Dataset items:
------

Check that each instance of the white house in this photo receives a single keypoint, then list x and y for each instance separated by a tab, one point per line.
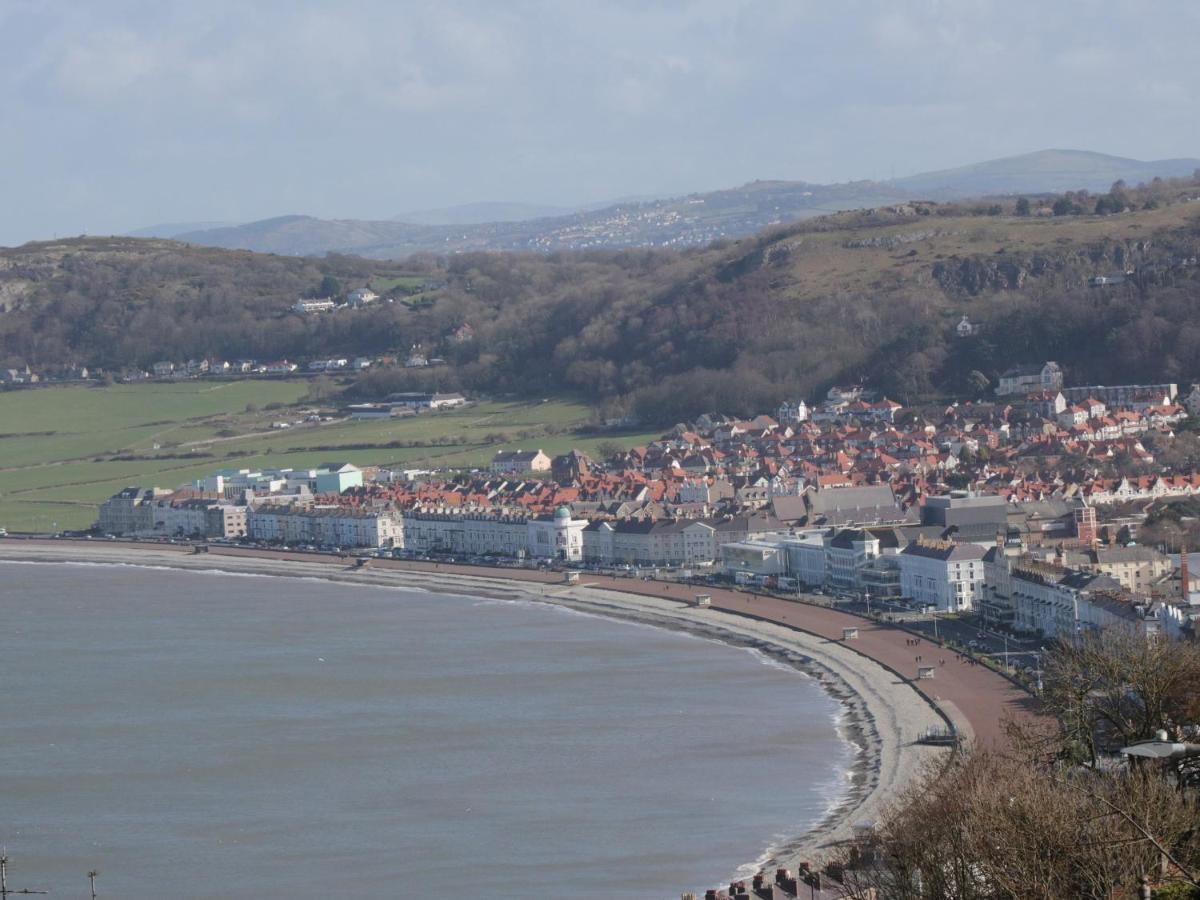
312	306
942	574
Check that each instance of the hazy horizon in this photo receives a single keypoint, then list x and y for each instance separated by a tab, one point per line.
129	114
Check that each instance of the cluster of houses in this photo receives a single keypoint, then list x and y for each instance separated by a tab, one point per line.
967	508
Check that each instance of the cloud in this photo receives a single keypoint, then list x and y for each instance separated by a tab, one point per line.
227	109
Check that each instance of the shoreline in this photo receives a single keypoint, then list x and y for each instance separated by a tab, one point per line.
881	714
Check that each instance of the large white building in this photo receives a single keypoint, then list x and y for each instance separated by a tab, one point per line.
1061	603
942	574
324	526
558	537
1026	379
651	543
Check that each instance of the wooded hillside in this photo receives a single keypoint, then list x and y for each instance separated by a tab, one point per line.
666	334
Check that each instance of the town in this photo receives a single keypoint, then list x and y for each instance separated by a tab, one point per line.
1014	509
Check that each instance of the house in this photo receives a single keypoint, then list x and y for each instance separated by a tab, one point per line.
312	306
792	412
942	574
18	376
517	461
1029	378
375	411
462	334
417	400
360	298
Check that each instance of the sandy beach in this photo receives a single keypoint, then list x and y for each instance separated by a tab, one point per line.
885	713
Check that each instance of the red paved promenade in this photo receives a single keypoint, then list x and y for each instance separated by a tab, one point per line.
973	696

------

Leave out every picture and copy the rest of the records exactly.

*RESPONSE TO THIS TASK*:
Check that each instance of the white house in this photo receives a single keypoint, then list x and y for each instance separated by a tab, one point per line.
312	306
942	574
Check that each instance of the hazy horizon in this photo receives a single keypoint, then list x and y for each instance separated by a tab, one point per line.
129	114
Check that each instance of the cluster of houses in this photo receives a single keypoint, then list x and y for each instance separated by a tab, one point per line.
967	508
Check that each instance of the cloud in this photo receives a single keypoint, then list x and y for each instance separated by a tab, one point per line.
227	109
Check that each instance of the shoreline in this photo receives a single keypoint, then list x and y for each instance separated by a tab, one point per line.
881	714
Check that each instance of the large white building in this photo receives a single keypoint, then list x and y for each instance separated by a tab, one point per line.
1061	603
942	574
324	526
558	537
1026	379
651	543
Check that each instance of the wooded hillside in this photo receives a single keypoint, then list x and y for each instance separated by a tab, one point per line.
666	334
Check that each instance of the town in this photo receives a single keypoint, then list x and y for each instance separated by a tab, one point per line.
1014	509
Check that each instance of the house in this photo receives a single keypoint, then list x and y for each instance separated by a tab, one point per line.
312	306
792	412
942	574
18	376
517	461
1029	378
375	411
462	334
417	400
360	298
Check that each instance of the sandy beach in this photo receives a single keypoint, then list x and y for each instance separated by a tab, one point per line.
885	713
Check that each instance of the red paved promenade in this photo receives a single keypoint, then list x and y for each instance separated by a tab, one point per line.
973	696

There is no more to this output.